● Task directions
Retype the manuscript review word for word, starting with "The temporal range" and going on through "of panel b.".
** Begin Document text **
Finally, the authors state in lines 242–243 that the velocity models are well resolved down to 20 km and locally to approximately 24 km. However, the CB test of Fig. 4 indicates poor recovery at 20 km depth. Since one of the main features discussed in the manuscript lies within roughly 14–24 km, the resolution of this depth interval needs to be carefully revised and reassessed to avoid potentially misleading interpretations.

TECHNICAL CORRECTIONS

In Figure 1a the FM solutions are reported with red or light-red background. Explain in the caption the difference.

The temporal range of the historical earthquakes shown in Figure 2a is not specified. Add this information in the caption.

Caption of Figure 3: the sentence “Red circles and green-blue contour lines as in legend panel d.” should be moved in the description of panel b.

Line 215: Fig. S5 or Fig. 5?

Line 496: “(see yellow dots in Fig.7)”. It should be “squares”.

Citation: https://doi.org/10.5194/egusphere-2025-3844-RC1
- AC1: 'Reply on RC1', Rita De Nardis, 23 Dec 2025
  
  REVIEWER#1 (R#1)
  General Comments
  The manuscript “First Tomographic Imaging of Mid-Crustal Doubling at the Abruzzi Outer Thrust Front, Central-Southern Italy” by de Nardis et al. presents a local earthquake tomography study of the Outer Abruzzi Thrust Front in Central Italy. By integrating Vp and Vs models with geological, geophysical, and seismological information, the Authors propose a three-dimensional conceptual model of the crustal structure, including a geometric reconstruction of the basal thrust of the Abruzzi Arc. The study addresses a geologically significant region and has the potential to provide valuable insights into the geodynamics and seismic hazard of the central Apennines. While the topic is appropriate for Solid Earth and the manuscript is generally well written, several substantive issues remain, mainly concerning the tomographic inversion and the resolution of the resulting models. On this basis, I recommend publication after major revision.
  Response (Res)
  We sincerely appreciate the Reviewer’s positive overall assessment of the manuscript, including the recognition of the geological importance of the study area and the potential implications of our findings for the geodynamics and seismic hazard of the central Apennines. We also thank the Reviewer for noting that the manuscript is generally well written.
** End Document text **
** Begin Dataset excerpt **
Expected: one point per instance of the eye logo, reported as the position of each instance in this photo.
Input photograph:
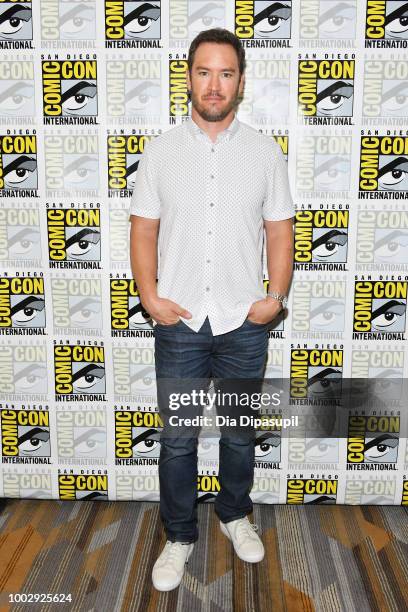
** End Dataset excerpt **
● Answer
The temporal range of the historical earthquakes shown in Figure 2a is not specified. Add this information in the caption.

Caption of Figure 3: the sentence “Red circles and green-blue contour lines as in legend panel d.” should be moved in the description of panel b.